■ Source excerpt:
TEDDY AWARD JURY 2016
As every year, we collected interesting film-people from all over the world who are involved in the LGBT-Community, for the TEDDY Jury. Here we want to introduce them to you…
Augustas Čičelis comes from Vilnius, Lithuania, and is the Director and Programmer of Vilnius LGBT* Festival “Kreivės”. He has an academic background in gender studies and has been involved in LGBT* activism and wider human rights movement for about a decade. Augustas has started to combine his passion for activism and cinema in 2012, joining an LGBT* film festival in Vilnius, which then developed into “Kreivės” – a wider annual cultural festival. Building on earlier and cooperating with current other queer initiatives, it provides a unique space for film screenings, events and community building. The upcoming festival will be a part of the “Baltic Pride 2016” which will take place in Vilnius this June.
Alexandra Carastoian, Bucharest
Alexandra Carastoian has studied Cinematography at the University of Theater Arts and Cinematography in Bucharest, Romania (UNATC) and she is a filmmaker, a photographer and a human rights activist. In 2015, Alexandra won the “Young Talent GOPO Cinematography Award” for the film “It Takes Two to Fence”. She started as a volunteer by organizing support groups for women in order to build up a community and facilitating LGBT groups, as well as organizing cultural events. She works in film festivals and has been part of the team who is organizing the two main annual festivals: “LGBT History Month” and “Bucharest Pride”. She is a founding member of the first NGO in Romania which supports trans* individuals and the director of the first Feminist and Queer International Film Festival in Bucharest, Romania, which took place for the first time in November 2015.
Alice Royer is a film and media scholar, archivist, and programmer living in Los Angeles. She is the Legacy Project Manager at “Outfest”, where she oversees the “Outfest UCLA Legacy Project”, the only program in the world exclusively dedicated to protecting and preserving LGBT film. She is also an Assistant Programmer at “Outfest”, and has screened films for “AFI FEST” and the “Los Angeles Film Festival”. In addition to her film festival work, Alice is a PhD Candidate in Cinema & Media Studies at the University of California, Los Angeles, where she previously earned an MA in Moving Image Archive Studies.

■ Listed entries:
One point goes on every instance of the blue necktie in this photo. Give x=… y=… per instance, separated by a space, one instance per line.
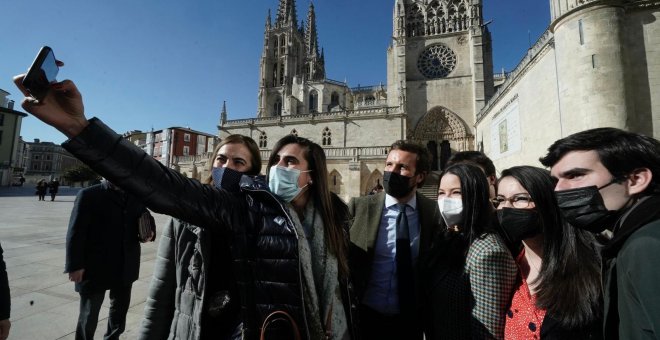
x=404 y=264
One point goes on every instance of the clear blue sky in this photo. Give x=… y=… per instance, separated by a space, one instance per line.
x=161 y=63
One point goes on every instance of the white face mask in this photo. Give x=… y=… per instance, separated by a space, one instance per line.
x=451 y=210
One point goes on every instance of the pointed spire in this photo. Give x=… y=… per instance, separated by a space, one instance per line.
x=223 y=114
x=311 y=36
x=286 y=13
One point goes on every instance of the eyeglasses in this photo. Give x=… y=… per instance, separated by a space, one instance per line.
x=519 y=201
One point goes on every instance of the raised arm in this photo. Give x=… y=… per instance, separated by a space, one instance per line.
x=163 y=190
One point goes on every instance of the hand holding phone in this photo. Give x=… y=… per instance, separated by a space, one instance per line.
x=41 y=74
x=66 y=111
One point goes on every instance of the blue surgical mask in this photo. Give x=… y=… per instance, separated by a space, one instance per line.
x=283 y=182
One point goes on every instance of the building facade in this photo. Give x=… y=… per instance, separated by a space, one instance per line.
x=10 y=146
x=598 y=64
x=47 y=160
x=183 y=149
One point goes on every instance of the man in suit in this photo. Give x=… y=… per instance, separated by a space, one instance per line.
x=382 y=267
x=103 y=253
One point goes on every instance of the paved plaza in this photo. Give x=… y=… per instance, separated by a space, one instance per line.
x=44 y=304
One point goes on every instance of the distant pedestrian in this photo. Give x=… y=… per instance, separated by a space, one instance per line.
x=5 y=301
x=103 y=253
x=53 y=187
x=42 y=186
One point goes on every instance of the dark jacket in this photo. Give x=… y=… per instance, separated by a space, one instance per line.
x=631 y=274
x=103 y=238
x=178 y=292
x=551 y=329
x=264 y=240
x=5 y=300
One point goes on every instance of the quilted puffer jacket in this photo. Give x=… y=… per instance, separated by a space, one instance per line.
x=264 y=241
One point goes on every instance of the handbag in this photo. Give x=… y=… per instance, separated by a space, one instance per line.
x=279 y=317
x=146 y=227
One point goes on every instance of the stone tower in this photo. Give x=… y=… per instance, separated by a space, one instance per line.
x=440 y=71
x=290 y=56
x=591 y=71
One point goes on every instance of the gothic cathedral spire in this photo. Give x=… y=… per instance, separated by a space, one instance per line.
x=286 y=14
x=315 y=65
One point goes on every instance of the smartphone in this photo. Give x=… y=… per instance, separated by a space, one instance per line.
x=41 y=74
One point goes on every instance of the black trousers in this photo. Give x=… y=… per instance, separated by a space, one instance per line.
x=90 y=305
x=374 y=325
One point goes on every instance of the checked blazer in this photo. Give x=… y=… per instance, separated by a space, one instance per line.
x=468 y=301
x=367 y=212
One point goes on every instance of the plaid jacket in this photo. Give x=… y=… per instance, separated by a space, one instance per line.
x=469 y=301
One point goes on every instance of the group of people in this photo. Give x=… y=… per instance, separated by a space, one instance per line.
x=52 y=187
x=568 y=253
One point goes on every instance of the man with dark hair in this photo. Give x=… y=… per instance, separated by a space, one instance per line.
x=479 y=159
x=610 y=179
x=103 y=253
x=389 y=232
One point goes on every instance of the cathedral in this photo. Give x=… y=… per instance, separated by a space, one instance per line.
x=597 y=64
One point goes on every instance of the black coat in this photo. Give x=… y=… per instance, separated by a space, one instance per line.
x=5 y=300
x=103 y=238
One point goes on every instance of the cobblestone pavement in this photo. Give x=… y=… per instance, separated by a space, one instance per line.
x=33 y=236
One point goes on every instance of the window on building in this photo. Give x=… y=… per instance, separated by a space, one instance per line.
x=277 y=107
x=313 y=101
x=327 y=136
x=334 y=99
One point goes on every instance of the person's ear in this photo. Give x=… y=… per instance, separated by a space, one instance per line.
x=420 y=177
x=639 y=180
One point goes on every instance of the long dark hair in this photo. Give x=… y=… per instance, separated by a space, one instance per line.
x=333 y=211
x=569 y=282
x=477 y=209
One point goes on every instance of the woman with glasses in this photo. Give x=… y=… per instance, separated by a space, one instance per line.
x=469 y=270
x=557 y=294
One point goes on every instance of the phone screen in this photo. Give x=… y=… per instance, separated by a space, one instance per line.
x=49 y=67
x=41 y=74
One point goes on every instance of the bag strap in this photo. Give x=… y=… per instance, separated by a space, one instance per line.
x=272 y=317
x=328 y=324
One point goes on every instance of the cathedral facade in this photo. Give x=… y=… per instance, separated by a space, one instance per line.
x=598 y=64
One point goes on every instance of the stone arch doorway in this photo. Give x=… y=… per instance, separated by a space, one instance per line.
x=441 y=130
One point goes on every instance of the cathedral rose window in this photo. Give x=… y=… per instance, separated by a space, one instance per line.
x=437 y=61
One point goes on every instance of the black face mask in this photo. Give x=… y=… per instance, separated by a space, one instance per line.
x=396 y=185
x=226 y=178
x=584 y=208
x=519 y=224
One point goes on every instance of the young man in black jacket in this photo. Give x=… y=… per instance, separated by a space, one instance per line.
x=609 y=179
x=103 y=253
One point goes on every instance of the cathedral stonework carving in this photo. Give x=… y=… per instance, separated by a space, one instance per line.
x=436 y=61
x=440 y=124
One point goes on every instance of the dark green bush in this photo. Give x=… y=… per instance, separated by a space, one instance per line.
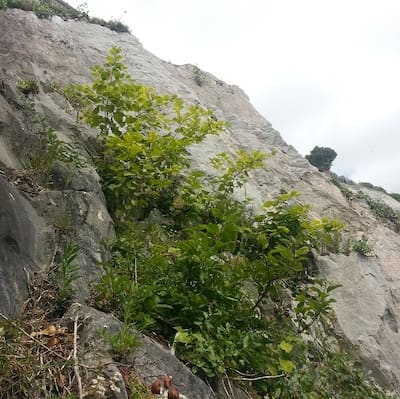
x=372 y=187
x=322 y=158
x=230 y=290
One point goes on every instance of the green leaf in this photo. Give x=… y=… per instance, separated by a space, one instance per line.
x=286 y=346
x=286 y=365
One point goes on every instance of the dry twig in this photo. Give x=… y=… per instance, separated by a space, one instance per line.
x=75 y=357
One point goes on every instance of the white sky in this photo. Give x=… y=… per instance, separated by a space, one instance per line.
x=322 y=72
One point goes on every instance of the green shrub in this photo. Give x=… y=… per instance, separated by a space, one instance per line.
x=26 y=5
x=395 y=196
x=322 y=158
x=372 y=187
x=230 y=290
x=145 y=137
x=67 y=273
x=123 y=341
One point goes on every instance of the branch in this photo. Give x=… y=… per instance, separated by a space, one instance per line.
x=263 y=377
x=30 y=337
x=75 y=357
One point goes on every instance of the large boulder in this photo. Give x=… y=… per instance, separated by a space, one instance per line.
x=26 y=246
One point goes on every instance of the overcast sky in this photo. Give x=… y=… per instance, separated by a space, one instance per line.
x=322 y=72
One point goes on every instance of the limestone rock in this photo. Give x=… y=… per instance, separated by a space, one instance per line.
x=26 y=246
x=150 y=360
x=62 y=52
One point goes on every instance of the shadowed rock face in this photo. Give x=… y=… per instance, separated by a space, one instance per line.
x=20 y=238
x=62 y=52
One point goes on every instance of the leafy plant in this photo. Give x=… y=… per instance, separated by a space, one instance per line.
x=322 y=158
x=233 y=292
x=123 y=341
x=50 y=148
x=396 y=196
x=67 y=273
x=145 y=136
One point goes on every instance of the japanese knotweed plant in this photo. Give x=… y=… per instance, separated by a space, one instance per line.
x=230 y=290
x=145 y=137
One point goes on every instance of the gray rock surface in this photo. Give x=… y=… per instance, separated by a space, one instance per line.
x=62 y=51
x=26 y=246
x=150 y=360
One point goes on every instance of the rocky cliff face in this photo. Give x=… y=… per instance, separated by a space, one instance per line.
x=57 y=51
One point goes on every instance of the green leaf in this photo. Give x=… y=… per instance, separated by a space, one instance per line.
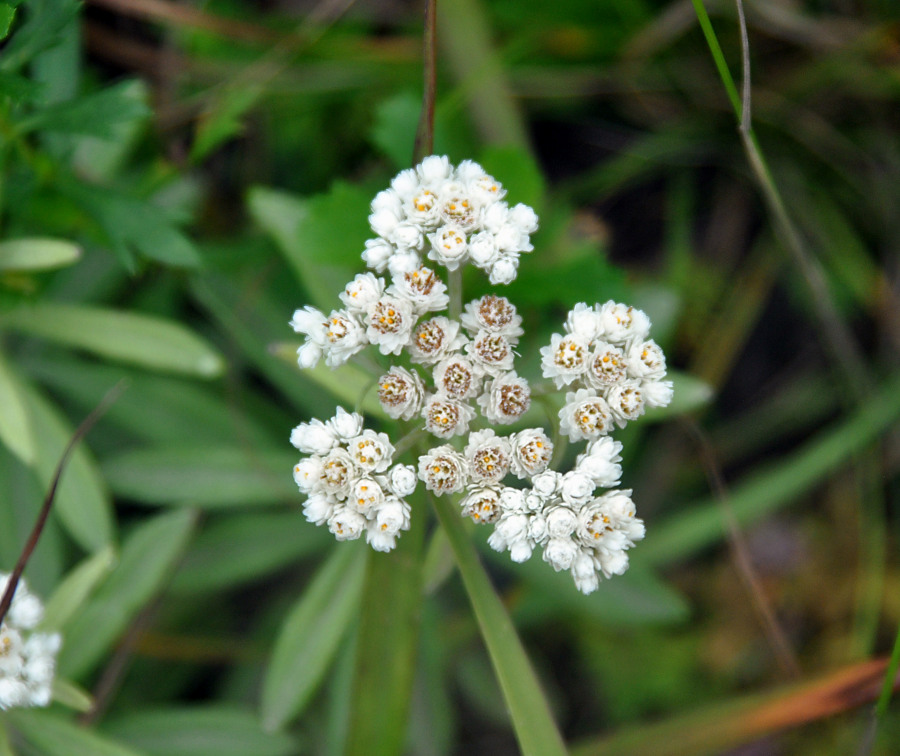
x=50 y=735
x=531 y=718
x=147 y=560
x=131 y=223
x=242 y=547
x=69 y=694
x=777 y=485
x=204 y=476
x=138 y=339
x=207 y=731
x=311 y=635
x=71 y=594
x=99 y=114
x=82 y=503
x=15 y=424
x=387 y=648
x=37 y=254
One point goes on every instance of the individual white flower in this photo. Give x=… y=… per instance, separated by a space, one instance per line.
x=622 y=323
x=482 y=504
x=492 y=352
x=338 y=473
x=362 y=291
x=443 y=470
x=583 y=320
x=312 y=323
x=389 y=323
x=577 y=488
x=600 y=461
x=401 y=392
x=457 y=377
x=377 y=254
x=435 y=339
x=532 y=451
x=483 y=250
x=448 y=247
x=307 y=474
x=402 y=480
x=371 y=451
x=505 y=399
x=314 y=437
x=344 y=337
x=565 y=359
x=657 y=393
x=504 y=270
x=345 y=425
x=423 y=289
x=626 y=402
x=346 y=525
x=489 y=456
x=494 y=314
x=646 y=360
x=445 y=417
x=607 y=366
x=585 y=415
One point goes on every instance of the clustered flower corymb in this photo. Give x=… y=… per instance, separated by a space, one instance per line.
x=27 y=658
x=458 y=379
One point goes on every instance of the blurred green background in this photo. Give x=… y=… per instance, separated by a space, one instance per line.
x=177 y=178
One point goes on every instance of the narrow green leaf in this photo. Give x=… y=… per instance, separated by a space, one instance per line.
x=15 y=424
x=148 y=558
x=311 y=635
x=207 y=731
x=82 y=502
x=204 y=476
x=777 y=485
x=137 y=339
x=387 y=648
x=238 y=548
x=531 y=718
x=50 y=735
x=37 y=254
x=97 y=114
x=69 y=694
x=71 y=594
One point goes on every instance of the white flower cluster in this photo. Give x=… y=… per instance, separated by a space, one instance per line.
x=616 y=369
x=349 y=481
x=459 y=376
x=452 y=216
x=27 y=659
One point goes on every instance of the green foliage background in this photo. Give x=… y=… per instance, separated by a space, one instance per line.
x=176 y=179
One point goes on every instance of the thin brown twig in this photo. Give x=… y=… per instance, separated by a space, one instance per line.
x=424 y=144
x=35 y=536
x=776 y=636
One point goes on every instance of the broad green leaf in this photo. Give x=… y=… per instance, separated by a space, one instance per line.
x=69 y=694
x=238 y=548
x=311 y=635
x=204 y=476
x=98 y=114
x=208 y=731
x=76 y=588
x=531 y=717
x=50 y=735
x=387 y=648
x=321 y=238
x=82 y=502
x=138 y=339
x=776 y=485
x=147 y=560
x=37 y=254
x=15 y=424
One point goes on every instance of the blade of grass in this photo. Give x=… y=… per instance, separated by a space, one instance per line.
x=531 y=718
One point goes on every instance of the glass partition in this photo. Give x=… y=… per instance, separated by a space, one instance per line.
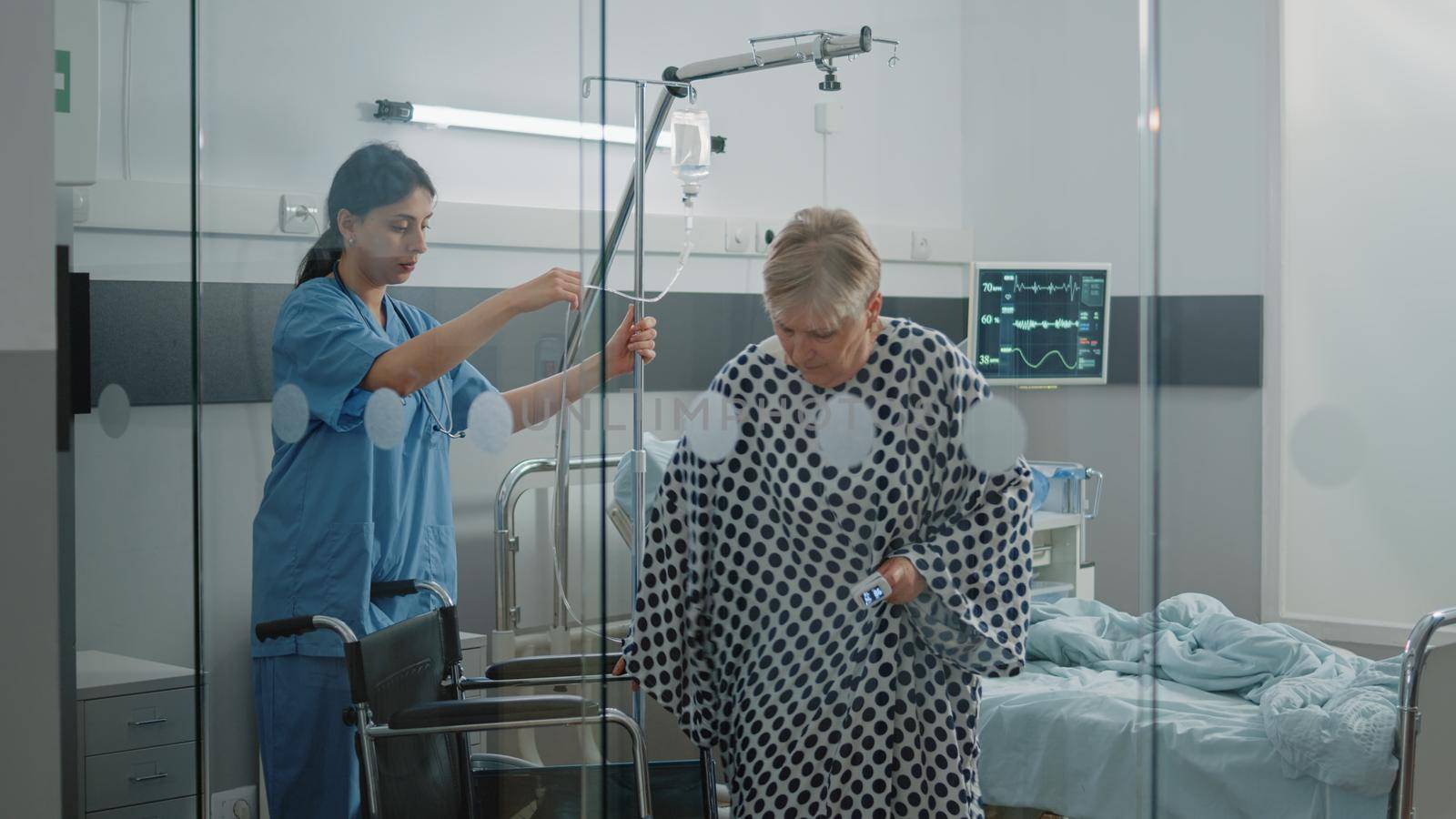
x=123 y=126
x=895 y=448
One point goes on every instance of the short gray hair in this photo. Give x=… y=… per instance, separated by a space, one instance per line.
x=823 y=261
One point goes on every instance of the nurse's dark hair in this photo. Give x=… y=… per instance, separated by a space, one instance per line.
x=375 y=175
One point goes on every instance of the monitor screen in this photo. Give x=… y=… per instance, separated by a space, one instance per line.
x=1040 y=324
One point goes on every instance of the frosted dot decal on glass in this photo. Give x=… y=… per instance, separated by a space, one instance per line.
x=114 y=410
x=711 y=426
x=844 y=430
x=1327 y=446
x=290 y=413
x=994 y=433
x=385 y=419
x=491 y=423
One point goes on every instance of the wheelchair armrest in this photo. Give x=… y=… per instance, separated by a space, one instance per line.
x=492 y=710
x=546 y=666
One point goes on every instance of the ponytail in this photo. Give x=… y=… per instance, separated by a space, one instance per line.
x=375 y=175
x=322 y=257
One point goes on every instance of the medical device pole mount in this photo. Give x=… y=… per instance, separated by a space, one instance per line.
x=819 y=47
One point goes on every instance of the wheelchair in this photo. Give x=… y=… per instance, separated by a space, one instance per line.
x=411 y=719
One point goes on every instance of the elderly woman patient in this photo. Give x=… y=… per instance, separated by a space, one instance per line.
x=744 y=625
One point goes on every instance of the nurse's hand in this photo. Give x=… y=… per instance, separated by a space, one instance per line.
x=557 y=285
x=621 y=669
x=905 y=581
x=631 y=339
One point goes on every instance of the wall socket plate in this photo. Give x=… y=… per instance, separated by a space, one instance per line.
x=763 y=235
x=238 y=804
x=80 y=206
x=737 y=235
x=298 y=213
x=919 y=245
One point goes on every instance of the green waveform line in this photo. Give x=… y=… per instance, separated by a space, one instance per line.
x=1037 y=366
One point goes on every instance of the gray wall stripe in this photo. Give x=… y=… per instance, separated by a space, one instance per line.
x=140 y=336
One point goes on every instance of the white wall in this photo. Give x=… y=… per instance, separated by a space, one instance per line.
x=288 y=91
x=29 y=611
x=1370 y=189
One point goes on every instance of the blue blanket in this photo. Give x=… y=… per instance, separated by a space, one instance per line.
x=1330 y=714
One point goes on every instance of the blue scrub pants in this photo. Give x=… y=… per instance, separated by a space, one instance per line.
x=309 y=763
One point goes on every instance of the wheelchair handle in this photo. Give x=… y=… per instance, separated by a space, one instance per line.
x=392 y=588
x=296 y=625
x=402 y=588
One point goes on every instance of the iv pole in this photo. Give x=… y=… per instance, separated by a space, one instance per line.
x=820 y=48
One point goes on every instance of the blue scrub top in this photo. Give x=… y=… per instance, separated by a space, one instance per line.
x=339 y=513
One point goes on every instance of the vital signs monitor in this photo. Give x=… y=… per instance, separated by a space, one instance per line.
x=1040 y=324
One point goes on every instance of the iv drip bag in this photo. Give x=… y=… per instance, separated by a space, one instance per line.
x=692 y=146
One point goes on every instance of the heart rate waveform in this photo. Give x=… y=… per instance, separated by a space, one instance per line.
x=1069 y=288
x=1043 y=324
x=1055 y=324
x=1038 y=363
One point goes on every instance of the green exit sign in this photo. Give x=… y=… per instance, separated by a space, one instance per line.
x=63 y=82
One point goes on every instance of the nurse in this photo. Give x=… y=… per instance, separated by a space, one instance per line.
x=341 y=508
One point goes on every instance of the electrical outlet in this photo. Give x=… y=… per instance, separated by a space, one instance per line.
x=763 y=237
x=80 y=206
x=737 y=235
x=238 y=804
x=919 y=245
x=298 y=213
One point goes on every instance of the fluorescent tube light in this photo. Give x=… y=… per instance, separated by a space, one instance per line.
x=446 y=116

■ Your instructions:
Please name the film that won Alexandra Carastoian the "Young Talent GOPO Cinematography Award" in 2015, according to the TEDDY jury profiles.

■ Solved problem:
"It Takes Two to Fence"